— Start —

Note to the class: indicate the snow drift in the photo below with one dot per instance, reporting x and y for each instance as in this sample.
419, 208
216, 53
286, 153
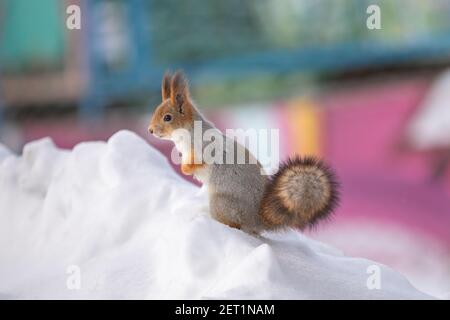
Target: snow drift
134, 229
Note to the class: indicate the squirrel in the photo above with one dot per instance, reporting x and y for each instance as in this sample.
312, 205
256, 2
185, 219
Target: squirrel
301, 193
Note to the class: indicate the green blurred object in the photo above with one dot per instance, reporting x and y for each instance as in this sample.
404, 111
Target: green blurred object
33, 35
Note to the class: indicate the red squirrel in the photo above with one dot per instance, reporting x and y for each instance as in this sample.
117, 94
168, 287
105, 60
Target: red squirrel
302, 192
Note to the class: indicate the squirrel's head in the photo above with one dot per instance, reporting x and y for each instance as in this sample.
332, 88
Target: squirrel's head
176, 110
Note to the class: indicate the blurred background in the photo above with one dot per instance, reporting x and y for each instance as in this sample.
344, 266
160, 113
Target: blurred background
374, 103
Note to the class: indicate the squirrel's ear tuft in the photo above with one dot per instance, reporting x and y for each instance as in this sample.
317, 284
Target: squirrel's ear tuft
165, 86
179, 90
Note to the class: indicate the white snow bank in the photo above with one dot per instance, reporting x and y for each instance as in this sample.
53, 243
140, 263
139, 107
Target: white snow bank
117, 213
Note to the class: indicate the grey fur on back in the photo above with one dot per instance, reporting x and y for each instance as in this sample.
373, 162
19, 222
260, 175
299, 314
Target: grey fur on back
236, 190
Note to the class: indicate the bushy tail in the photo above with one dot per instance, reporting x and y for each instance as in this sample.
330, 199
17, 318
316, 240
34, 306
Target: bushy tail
302, 192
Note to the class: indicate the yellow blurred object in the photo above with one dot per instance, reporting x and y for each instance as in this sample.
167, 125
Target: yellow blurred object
305, 125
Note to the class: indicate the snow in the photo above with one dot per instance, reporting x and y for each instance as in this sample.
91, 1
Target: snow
133, 228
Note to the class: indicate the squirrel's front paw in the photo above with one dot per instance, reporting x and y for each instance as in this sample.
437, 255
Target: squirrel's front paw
187, 169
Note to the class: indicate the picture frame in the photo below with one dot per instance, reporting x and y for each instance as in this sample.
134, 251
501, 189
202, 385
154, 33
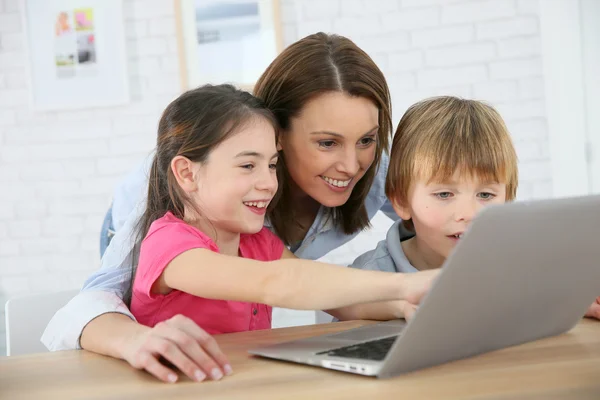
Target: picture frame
76, 52
226, 41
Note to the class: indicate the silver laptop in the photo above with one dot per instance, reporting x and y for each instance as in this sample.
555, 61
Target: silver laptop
522, 271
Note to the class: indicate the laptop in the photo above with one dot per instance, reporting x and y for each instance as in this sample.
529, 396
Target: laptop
522, 271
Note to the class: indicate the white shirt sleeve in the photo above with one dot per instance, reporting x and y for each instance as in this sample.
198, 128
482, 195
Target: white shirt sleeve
102, 292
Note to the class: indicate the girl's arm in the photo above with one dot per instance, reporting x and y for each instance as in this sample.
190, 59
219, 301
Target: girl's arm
379, 311
289, 282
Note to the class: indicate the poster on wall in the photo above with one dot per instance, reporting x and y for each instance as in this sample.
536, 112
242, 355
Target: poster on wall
76, 53
226, 41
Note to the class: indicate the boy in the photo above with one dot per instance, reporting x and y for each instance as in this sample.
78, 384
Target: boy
450, 157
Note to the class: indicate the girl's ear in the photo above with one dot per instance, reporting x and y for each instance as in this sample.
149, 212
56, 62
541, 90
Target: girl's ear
402, 210
279, 138
183, 170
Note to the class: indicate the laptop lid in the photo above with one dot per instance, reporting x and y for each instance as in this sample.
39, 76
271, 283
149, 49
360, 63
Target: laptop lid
522, 271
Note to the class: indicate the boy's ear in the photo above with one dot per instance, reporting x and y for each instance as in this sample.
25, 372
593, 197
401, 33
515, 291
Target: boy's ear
183, 170
402, 210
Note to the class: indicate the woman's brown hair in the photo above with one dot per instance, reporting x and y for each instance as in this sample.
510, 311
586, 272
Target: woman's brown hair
318, 64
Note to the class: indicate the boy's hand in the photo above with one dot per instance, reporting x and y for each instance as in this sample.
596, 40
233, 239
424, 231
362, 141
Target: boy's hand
594, 310
182, 344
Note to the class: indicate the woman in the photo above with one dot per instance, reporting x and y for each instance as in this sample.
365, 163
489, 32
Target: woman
333, 105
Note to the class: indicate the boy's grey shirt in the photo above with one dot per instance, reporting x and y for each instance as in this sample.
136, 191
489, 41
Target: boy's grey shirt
388, 256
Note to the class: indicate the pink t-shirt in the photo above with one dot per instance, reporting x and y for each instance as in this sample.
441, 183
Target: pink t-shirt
166, 239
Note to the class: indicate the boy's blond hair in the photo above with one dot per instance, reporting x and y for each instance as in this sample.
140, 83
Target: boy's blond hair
438, 136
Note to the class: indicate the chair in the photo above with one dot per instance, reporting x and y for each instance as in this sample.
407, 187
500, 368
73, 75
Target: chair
27, 317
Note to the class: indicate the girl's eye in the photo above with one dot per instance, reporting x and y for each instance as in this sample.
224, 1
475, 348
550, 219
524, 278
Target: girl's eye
443, 195
327, 144
367, 141
486, 195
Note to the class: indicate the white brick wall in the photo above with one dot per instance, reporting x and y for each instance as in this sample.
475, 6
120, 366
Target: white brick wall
57, 169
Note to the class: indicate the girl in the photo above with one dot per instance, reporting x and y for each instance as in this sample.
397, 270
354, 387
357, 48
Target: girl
333, 105
212, 179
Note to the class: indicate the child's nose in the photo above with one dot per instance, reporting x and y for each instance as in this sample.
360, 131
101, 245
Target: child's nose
466, 211
267, 182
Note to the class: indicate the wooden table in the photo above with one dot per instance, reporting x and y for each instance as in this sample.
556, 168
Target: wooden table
563, 367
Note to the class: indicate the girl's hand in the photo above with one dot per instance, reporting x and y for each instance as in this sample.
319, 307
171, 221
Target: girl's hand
417, 284
181, 343
594, 310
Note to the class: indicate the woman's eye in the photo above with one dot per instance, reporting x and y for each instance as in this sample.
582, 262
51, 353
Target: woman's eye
327, 143
367, 141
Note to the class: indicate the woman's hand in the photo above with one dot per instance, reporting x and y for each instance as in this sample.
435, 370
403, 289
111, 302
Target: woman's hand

— End —

● **WORK TO COMPLETE**
Return the entire listing above word for word, leaving out the pictures.

● **OUTPUT OF THE TASK**
Note to the class: indicate the snow drift in the photo below with one dot per instance, reporting x and y for each instance as in this sample.
419, 208
216, 53
286, 153
Target: snow drift
134, 229
Note to the class: indicate the squirrel in the photo above with one dot per instance, reporting x and y for each instance as in this sample.
312, 205
256, 2
185, 219
Target: squirrel
301, 193
Note to the class: indicate the green blurred object in the photo above with one dot per instance, reporting x and y for each instance as in this sample.
404, 111
Target: green blurred object
33, 35
Note to the class: indicate the red squirrel in the photo above with one dot per instance, reporting x and y for each instance as in this sample.
117, 94
168, 287
105, 60
Target: red squirrel
302, 192
Note to the class: indicate the squirrel's head in the photo above with one dot per instance, reporting x and y for each instance as in this sample.
332, 88
Target: squirrel's head
176, 110
Note to the class: indicate the blurred background in the photo above with one dot per instance, reporting x and y for each instance as in this sample.
344, 266
160, 113
Target: blurred background
374, 103
Note to the class: indicate the squirrel's ear tuft in the photo above with one dot per instance, reporting x and y for each instance as in this sample.
317, 284
Target: squirrel's ear tuft
165, 86
179, 90
Note to the class: indicate the white snow bank in the photo above with one dot per instance, reporting x and y for each instance as in this sample.
53, 243
140, 263
139, 107
Target: white snow bank
117, 213
Note to the class: indicate the grey fur on back in the photo above with one dot per instance, reporting x and y for each instance as in this sample.
373, 162
19, 222
260, 175
299, 314
Target: grey fur on back
236, 190
Note to the class: indicate the bushy tail in the photo above with one dot per instance, reporting x and y for each instance as in this sample.
330, 199
17, 318
316, 240
34, 306
Target: bushy tail
302, 192
Note to the class: indicate the yellow blurred object in the photo above with one dot per instance, reporting x and y for each instance as in this sample.
167, 125
Target: yellow blurred object
305, 125
Note to the class: indicate the snow in the photo above with one dot per instance, reporting x and y for each instance as in this sample.
91, 1
Target: snow
133, 228
Note to the class: indicate the squirrel's front paw in the photo above with one dot per instance, reporting x and y for each instance as in this sample.
437, 255
Target: squirrel's front paw
187, 169
Note to the class: indicate the picture frame in the photo below with one dot per instance, reporting x and y for each instance as in this sample.
134, 251
501, 189
202, 385
154, 33
Target: picture frame
76, 52
226, 41
Note to the class: indicate the silver laptop in the photo above with one dot per instance, reporting x and y for each instance as in this sample.
555, 61
Target: silver laptop
522, 271
Note to the class: indicate the laptop in the photo above with one dot per instance, reporting x and y for each instance as in this sample.
529, 396
Target: laptop
522, 271
Note to the class: indicate the white shirt sleeve in the photo above with one dot per instance, reporting x and y for each instance as in this sample.
198, 128
482, 195
Target: white shirt sleeve
102, 292
Note to the class: indicate the girl's arm in the photo above with one dot per instance, reporting x and y for each instance as in this sample.
190, 59
219, 301
Target: girl's arm
379, 311
289, 282
Note to the class: indicate the poster on wall in the photo above with one dot per instance, reporting x and y for each instance as in this sample.
536, 112
242, 355
Target: poster on wall
76, 53
226, 41
Note to the class: indicate the boy in the photo above with one dot per instance, reporting x and y for each instance as in this sample.
78, 384
Target: boy
450, 157
Note to the class: indicate the girl's ear in the photo above with one dot per instance, reporting x and y for each instance as in this sample.
149, 212
56, 62
541, 90
Target: girl's ear
402, 210
279, 138
183, 170
Note to the class: indicate the laptop lid in the photo above with one dot per instance, reporting x and y for each instance as in this sample.
39, 76
271, 283
149, 49
360, 63
Target: laptop lid
522, 271
Note to the class: indicate the boy's ear in the photo above with one dot per instance, reporting x and y for each instance as in this sample.
25, 372
593, 197
401, 33
515, 291
Target: boy's ear
183, 170
402, 210
Note to the class: indicate the woman's brown hair in the photo above with one dot per instance, reporting x and y for each instance as in this sample.
510, 311
586, 272
Target: woman's brown hair
318, 64
Note to the class: indicate the boy's hand in the photo above with one dot per instance, reporting x and y for each instance as in this sample.
596, 40
233, 239
424, 231
362, 141
Target: boy's hand
594, 310
182, 344
Note to the class: indicate the woman in the photo above with one dot per instance, reporting x and y for each instance as in this sample.
365, 163
489, 32
Target: woman
333, 105
Note to the class: indicate the boy's grey shirt in the photo above with one dot per instance, reporting x and y for each instance as in this sample.
136, 191
489, 41
Target: boy's grey shirt
388, 256
Note to the class: indicate the pink t-shirt in the photo above with one dot per instance, reporting x and y for each instance as in this sample.
441, 183
Target: pink t-shirt
166, 239
Note to the class: indicate the boy's blond hair in the photo above with one dot per instance, reporting x and y for each instance as in this sample.
140, 83
Target: boy's blond hair
438, 136
Note to the class: indicate the chair in the photo above with one dot per instance, reporting x and y for each instance as in this sample.
407, 187
500, 368
73, 75
Target: chair
27, 317
Note to the class: indicate the girl's eye in the photo above with one dot per instance, reporting x and y for each instance as in this sample.
224, 1
475, 348
550, 219
524, 278
Target: girl's eye
443, 195
327, 144
367, 141
486, 195
Note to the class: indicate the white brick wall in the photo above with one dot per instance, reporting x and y for each instance as in this sample.
475, 6
120, 366
Target: white brick wall
57, 169
Note to the class: indicate the girl in the photo above with one dot per instance, reporting x and y for each instance as in this sample.
397, 270
354, 387
357, 48
Target: girl
333, 105
212, 179
Note to the class: indicate the child's nose in the photo above with one dot per instance, reporting x and y for each instance as in this sample.
360, 131
101, 245
Target: child's nose
466, 211
267, 182
Note to the class: indicate the wooden table in the photo above with one dot per instance, reporting x and y for each instance as in this sample.
556, 168
Target: wooden table
563, 367
Note to the class: indicate the girl's hand in the photo above with one dot per instance, reporting x and y for each instance as in this sample.
319, 307
171, 221
Target: girl's hand
417, 284
181, 343
594, 310
Note to the class: indicate the woman's eye in the photo above with one dot per instance, reporting x and y for each instance as in this sample.
582, 262
51, 353
Target: woman's eye
327, 143
367, 141
Note to the class: indicate the woman's hand in the photo above with one dot per instance, reporting x and y for each instance as in this sample.
435, 370
403, 289
111, 302
Target: woman's hand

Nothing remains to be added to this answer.